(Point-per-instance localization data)
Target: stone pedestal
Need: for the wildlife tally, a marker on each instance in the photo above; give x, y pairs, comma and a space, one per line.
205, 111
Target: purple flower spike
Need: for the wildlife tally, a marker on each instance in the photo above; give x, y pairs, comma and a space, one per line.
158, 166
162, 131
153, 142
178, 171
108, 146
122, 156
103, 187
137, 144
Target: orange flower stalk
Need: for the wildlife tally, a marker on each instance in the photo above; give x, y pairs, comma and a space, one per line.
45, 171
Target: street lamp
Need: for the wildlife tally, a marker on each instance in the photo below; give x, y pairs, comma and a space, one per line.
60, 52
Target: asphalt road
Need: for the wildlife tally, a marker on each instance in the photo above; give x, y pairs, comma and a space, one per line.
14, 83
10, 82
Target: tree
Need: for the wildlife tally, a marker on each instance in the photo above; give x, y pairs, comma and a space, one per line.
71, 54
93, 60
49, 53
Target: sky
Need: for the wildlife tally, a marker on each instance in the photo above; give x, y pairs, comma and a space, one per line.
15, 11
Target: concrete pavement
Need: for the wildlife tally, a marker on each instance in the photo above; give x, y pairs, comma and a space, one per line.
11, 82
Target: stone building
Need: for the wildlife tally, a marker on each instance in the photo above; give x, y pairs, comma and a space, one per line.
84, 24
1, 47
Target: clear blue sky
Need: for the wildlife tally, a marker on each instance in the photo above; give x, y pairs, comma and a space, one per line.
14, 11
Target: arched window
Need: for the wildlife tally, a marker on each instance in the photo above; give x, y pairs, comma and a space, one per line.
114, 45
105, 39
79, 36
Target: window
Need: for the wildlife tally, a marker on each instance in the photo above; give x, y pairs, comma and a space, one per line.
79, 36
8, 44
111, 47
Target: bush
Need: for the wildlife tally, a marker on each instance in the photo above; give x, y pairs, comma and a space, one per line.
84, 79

### [WHAT TO PRODUCE]
Please return all of the entries shown above, exactly as they stand.

### [EXPECTED ANSWER]
Target: stone pedestal
Need: for the wildlife tally, a marker on each instance in the photo above; give x, y pairs, comma and a space, one per line.
205, 111
Target: purple flower spike
Need: for the wildlife tally, a marker on each instance in the photo above; give x, y pairs, comma and a space, one per line.
158, 166
162, 131
153, 142
178, 171
108, 146
122, 156
103, 187
137, 144
Target: orange flower stalk
Need: for the wildlife tally, a marker on each instance in the photo above; give x, y pairs, comma and a space, one per line.
45, 171
Target: street lamp
Need: for the wildlife tally, a marker on each instance in the photo below; give x, y pairs, comma and a space, one per line.
60, 52
Target: asphalt road
Need: for the wildlife tally, a marker on each instance in the photo above; give x, y pairs, comma and a space, one per line.
14, 83
10, 82
Target: tree
Need: for the wildlife tally, a marker on each instance in the photo above; give x, y pairs, comma and a space, one per line.
71, 54
93, 60
49, 53
Target: sky
Need: for the wildlife tally, a marker on each instance in the photo above; give x, y pairs, comma and a space, one per line.
15, 11
Target: concrete pavement
Need: for the wildlife tally, a marker on each instance in the photo above; give x, y pairs, comma and a space, one per line.
11, 82
Target: stone building
Need: for the wildlife tally, a marker on each instance in the photo above; give x, y pairs, comma and a space, one per line.
84, 24
1, 47
Target: clear blue sky
Need: for the wildlife tally, a marker on each instance in the photo above; give x, y pairs, comma and a space, one per line.
14, 11
Target: arched window
Need: for the wildlife tally, a marker on each instance in the photo above; give x, y pairs, comma and a space, one per line.
114, 45
105, 39
79, 36
Target: window
Need: for the wildlife tally, a marker on each instance in the photo above; give x, y pairs, comma and a space, one per line.
79, 36
8, 44
111, 47
Target: bush
Need: for the wildlife tally, a marker on each instance in the photo above; give x, y pairs, comma and a space, one per line.
84, 79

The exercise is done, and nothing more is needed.